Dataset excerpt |
□ □ □

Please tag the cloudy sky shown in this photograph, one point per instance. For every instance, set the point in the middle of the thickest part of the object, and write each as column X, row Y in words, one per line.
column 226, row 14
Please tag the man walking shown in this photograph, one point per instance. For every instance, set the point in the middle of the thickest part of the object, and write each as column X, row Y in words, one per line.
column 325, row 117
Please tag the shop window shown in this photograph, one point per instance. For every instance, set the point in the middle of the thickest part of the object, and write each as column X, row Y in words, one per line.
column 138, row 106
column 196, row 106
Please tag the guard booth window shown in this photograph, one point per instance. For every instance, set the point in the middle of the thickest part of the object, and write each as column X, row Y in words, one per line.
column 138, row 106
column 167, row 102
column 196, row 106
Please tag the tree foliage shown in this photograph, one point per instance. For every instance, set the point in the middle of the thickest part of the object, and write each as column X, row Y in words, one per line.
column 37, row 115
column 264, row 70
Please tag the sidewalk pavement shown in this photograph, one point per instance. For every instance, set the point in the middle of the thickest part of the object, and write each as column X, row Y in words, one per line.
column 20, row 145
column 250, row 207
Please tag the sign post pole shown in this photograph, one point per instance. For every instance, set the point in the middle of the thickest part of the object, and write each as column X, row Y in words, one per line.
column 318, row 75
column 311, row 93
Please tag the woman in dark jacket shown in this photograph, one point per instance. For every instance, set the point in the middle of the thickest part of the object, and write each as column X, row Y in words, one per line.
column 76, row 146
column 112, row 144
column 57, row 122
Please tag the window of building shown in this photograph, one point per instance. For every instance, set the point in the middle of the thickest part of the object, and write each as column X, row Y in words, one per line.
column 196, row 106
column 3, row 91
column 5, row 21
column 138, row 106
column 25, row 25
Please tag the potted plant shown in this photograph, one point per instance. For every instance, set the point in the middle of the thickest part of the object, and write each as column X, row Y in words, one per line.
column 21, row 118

□ □ □

TASK STATEMENT | Reproduce every line of the dataset excerpt above verbatim, with no changes to wording, numbers, or order.

RESULT FOR THIS TASK |
Please tag the cloudy sky shown in this photograph, one point per instance. For every instance, set the point in the middle of the thickest part of the object, and write each as column X, row Y in words, one per line.
column 226, row 14
Please tag the man walking shown in this photograph, one point per instance. For every instance, set the point in the middle of the thickest part of the object, and write each as column X, row Y in words, one per line.
column 325, row 117
Please tag the shop window shown in this photograph, one point per instance. For every instance, set the point in the middle of the thickest part of the object, and write each as column X, row Y in words, one per line.
column 138, row 106
column 196, row 106
Please tag the guard booth window shown in this photograph, one point per instance. For every instance, set the point in the middle of the thickest part of the object, and write each as column X, row Y in words, one per line.
column 138, row 106
column 167, row 102
column 196, row 106
Please tag the tree foliage shown in this photograph, one point per instance. For every instance, set the point in the middle of the thickest part of the object, and write each as column X, row Y in words, one per line.
column 37, row 115
column 264, row 70
Please tag the sidewalk pavement shown in this photograph, one point per instance. For every instance, set the point in the middle of the thickest part of the object, and write each as column X, row Y in words, one per line.
column 20, row 145
column 250, row 207
Please tag the sign post pole shown in this photograph, one point per instance. For every instance, set the point in the middle of the thickest part of the object, and write each as column X, row Y in words, one per line.
column 318, row 75
column 311, row 93
Please tag the woman in dark jacket shown in this photograph, one point per instance. For every instance, set the point in the middle of the thickest part of the object, and write each as column X, row Y in words, one per line.
column 76, row 146
column 112, row 144
column 57, row 122
Please tag the window of building shown in this photograph, one point per instance. For every instance, set the point in the middle of the thickest part of the object, and write each as column X, row Y in words, one per line.
column 196, row 106
column 3, row 91
column 5, row 21
column 138, row 106
column 25, row 25
Please tag the potted plant shown in this photograph, one point per instance. For every instance, set the point in the middle of the thickest part of the object, and write each as column X, row Y in words, one per line.
column 21, row 118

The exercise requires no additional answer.